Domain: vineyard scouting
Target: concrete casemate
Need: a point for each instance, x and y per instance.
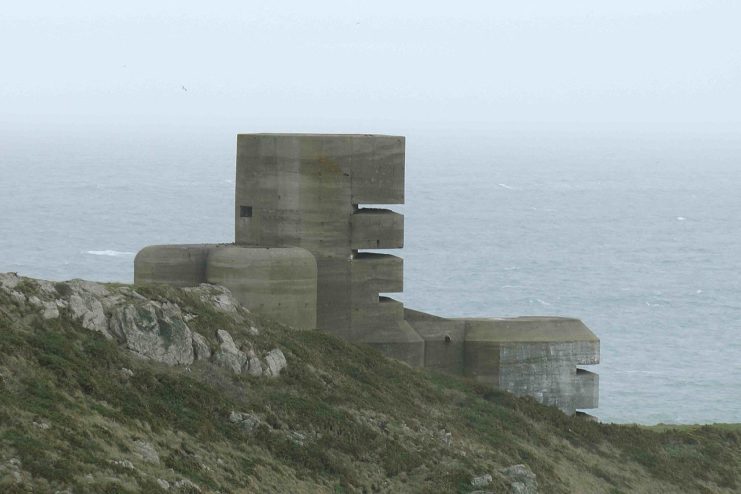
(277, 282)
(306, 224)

.....

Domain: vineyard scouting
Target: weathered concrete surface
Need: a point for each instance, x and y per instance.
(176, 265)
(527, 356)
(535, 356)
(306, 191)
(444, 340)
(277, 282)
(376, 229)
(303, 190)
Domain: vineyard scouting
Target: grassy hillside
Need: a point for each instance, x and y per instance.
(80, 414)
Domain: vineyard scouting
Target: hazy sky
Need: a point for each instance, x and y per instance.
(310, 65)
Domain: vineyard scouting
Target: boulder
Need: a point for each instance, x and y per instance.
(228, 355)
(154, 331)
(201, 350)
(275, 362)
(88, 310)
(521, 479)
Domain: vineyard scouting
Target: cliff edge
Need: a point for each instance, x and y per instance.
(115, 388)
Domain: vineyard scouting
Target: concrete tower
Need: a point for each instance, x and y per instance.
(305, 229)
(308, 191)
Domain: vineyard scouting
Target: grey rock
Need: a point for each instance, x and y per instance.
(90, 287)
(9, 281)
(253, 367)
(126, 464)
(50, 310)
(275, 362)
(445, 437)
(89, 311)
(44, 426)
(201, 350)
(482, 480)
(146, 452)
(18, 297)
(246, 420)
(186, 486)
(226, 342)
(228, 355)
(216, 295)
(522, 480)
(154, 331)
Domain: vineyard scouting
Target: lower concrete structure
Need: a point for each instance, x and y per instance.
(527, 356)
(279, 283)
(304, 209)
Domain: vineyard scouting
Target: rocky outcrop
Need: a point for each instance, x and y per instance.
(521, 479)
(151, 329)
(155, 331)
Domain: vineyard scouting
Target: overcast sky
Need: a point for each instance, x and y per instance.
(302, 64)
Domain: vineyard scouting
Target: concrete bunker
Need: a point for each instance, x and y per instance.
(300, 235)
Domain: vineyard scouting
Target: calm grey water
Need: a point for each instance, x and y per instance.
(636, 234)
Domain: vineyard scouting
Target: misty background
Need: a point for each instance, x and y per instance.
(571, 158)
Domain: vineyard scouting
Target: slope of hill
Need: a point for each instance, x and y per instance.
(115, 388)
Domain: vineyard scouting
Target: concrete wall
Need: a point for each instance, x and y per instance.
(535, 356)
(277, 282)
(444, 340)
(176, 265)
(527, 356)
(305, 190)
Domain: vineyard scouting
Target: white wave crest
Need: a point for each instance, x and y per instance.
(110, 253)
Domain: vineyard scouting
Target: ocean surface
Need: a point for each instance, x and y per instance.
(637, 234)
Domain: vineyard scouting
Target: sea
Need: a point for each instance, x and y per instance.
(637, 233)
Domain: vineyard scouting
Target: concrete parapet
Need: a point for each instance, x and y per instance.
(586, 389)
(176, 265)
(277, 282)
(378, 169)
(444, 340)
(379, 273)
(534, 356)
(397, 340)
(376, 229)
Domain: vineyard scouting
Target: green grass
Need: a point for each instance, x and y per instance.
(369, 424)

.....

* _WHAT THE TASK REQUIRES_
Please go through the data above and copy every line that has the word "surface".

* _RESPONSE AREA_
Target: weathered concrete surface
Target: ocean surface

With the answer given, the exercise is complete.